# SUPPLIED RECORDS

________

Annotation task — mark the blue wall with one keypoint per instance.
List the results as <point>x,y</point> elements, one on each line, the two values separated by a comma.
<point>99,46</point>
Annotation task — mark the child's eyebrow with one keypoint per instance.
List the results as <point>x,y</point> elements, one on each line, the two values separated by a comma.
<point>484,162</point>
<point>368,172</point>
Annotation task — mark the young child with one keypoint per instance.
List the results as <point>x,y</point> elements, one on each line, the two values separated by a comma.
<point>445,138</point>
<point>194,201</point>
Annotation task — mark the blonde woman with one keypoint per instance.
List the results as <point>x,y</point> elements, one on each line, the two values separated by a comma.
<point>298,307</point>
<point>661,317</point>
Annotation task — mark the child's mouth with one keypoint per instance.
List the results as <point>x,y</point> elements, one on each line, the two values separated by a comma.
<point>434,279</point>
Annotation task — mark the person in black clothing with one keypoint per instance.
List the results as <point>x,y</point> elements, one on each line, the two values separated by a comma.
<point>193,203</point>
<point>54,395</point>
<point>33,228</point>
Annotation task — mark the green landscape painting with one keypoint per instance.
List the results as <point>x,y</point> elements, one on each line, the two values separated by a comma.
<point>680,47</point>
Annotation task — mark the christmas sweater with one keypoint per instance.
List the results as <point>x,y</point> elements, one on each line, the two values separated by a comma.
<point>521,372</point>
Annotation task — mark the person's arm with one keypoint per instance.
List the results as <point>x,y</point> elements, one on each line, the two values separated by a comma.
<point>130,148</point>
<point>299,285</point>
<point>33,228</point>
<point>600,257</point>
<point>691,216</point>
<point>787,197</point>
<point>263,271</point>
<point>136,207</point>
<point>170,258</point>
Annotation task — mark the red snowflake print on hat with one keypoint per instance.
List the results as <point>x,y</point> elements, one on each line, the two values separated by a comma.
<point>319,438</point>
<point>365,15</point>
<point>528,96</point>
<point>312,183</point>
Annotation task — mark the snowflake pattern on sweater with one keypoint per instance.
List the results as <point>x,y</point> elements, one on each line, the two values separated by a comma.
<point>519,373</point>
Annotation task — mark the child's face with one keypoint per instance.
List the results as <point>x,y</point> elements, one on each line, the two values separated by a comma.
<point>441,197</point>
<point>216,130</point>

________

# OBJECTIVE
Update the stretch of entries from the very start through the line containing "<point>194,201</point>", replacing "keypoint" with "marker" and changing nothing else. Return only those lines.

# REPLY
Annotation task — mark the blue wall with one marker per instance.
List the results as <point>x,y</point> elements, one on each line, the two values separated by a comma.
<point>99,46</point>
Annotation task — mark the child's eyebrow with one marker per instance.
List the results as <point>x,y</point> elements, one on each line, the two values separated by a comma.
<point>484,162</point>
<point>368,172</point>
Annotation task — mark the young child with one marker per instance.
List the results as <point>x,y</point> elements, one on each line, the two values separated by a comma.
<point>445,138</point>
<point>194,201</point>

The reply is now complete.